→ **Selected text**
# # #
Tuesday, September 13, 2011

Public Health and Safety_Biotech Worker Made Ill from Unsafe Biotech Laboratories at Univ of Chicago

University of Chicago Microbiologist Infected From Possible Lab Accident

on 12 September 2011, 5:17 PM

Another laboratory-acquired infection may have occurred in a University of Chicago building where 2 years ago a researcher contracted plague and later died. Late last month, a researcher who worked in the same general lab area was hospitalized with a skin infection caused by a common bacterium being studied in her lab.

The researcher became infected with Bacillus cereus, which can cause food-borne infections, while working on a project headed by microbiologist Olaf Schneewind, according to the university. She was hospitalized on 27 August; after receiving surgery and antibiotics, she was released. In her lab, where B. cereus was studied in biosafety-level 2 conditions (on the lower end of four biosafety levels), the university suspended research to decontaminate the area as a precautionary measure (it was expected to open later this week).

The researcher was likely exposed through an open wound. The university is still investigating whether she acquired the infection in the lab, said University of Chicago Medical Center spokesperson Lorna Wong. B. cereus is not contagious as long as standard procedures such as good hand-washing hygiene are followed, but family members and co-workers were screened for infection risk and some were offered precautionary antibiotics.

Two years ago, a researcher who worked in the same area in the Cummings Life Science Center, geneticist Malcolm Casadaban, a co-principal investigator with Schneewind, died after becoming infected with a weakened strain of the Yersinia pestis bacterium that was not thought to infect healthy adults. According to a report in the Centers for Disease Control and Prevention's Mortality and Morbidity Weekly Report, Casadaban may have become sick because he had hemochromatosis, or an overload of iron in the body. The Y. pestis strain had been weakened by making it less able to acquire iron, and the excess iron in Casadaban's body might have allowed it to be become more virulent, the MMWR report says.

That report said Casadaban, who was known to use gloves inconsistently, may have become infected through dermal exposure—possibly the same exposure route as the researcher infected with B. cereus. The university said that Chicago's public health department has visited the campus and reviewed the lab's safety procedures.

Neither case involved a select agent—a pathogen on CDC's list of potential agents in a biological attack. (Although Y. pestis is on the list, the strain Casadaban studied was excluded.) But Schneewind also directs the Great Lakes Regional Center of Excellence for Biodefense and Emerging Infectious Diseases Research, a consortium funded by the National Institute of Allergy and Infectious Diseases (NIAID) to study select agents and natural threats. The center does some of its work at a major biosafety level-3 lab on the campus of Argonne National Laboratory, one of a dozen such regional biocontainment labs built partly with NIAID funding after the 2001 anthrax attacks.

Schneewind did not respond to an e-mail this morning seeking comment.

Not all infections are bacteria. Fungi and viruses can also infect wounds.
# # #
→ **Supplied information**

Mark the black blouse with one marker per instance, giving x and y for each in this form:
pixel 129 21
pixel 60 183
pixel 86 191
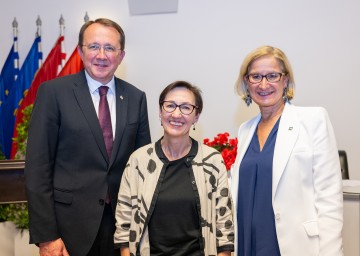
# # #
→ **Instructions for the task**
Please write out the passage of the University of Chicago lab infection article above between "Neither case involved" and "morning seeking comment.", inclusive, copying it word for word.

→ **The completed task**
Neither case involved a select agent—a pathogen on CDC's list of potential agents in a biological attack. (Although Y. pestis is on the list, the strain Casadaban studied was excluded.) But Schneewind also directs the Great Lakes Regional Center of Excellence for Biodefense and Emerging Infectious Diseases Research, a consortium funded by the National Institute of Allergy and Infectious Diseases (NIAID) to study select agents and natural threats. The center does some of its work at a major biosafety level-3 lab on the campus of Argonne National Laboratory, one of a dozen such regional biocontainment labs built partly with NIAID funding after the 2001 anthrax attacks.

Schneewind did not respond to an e-mail this morning seeking comment.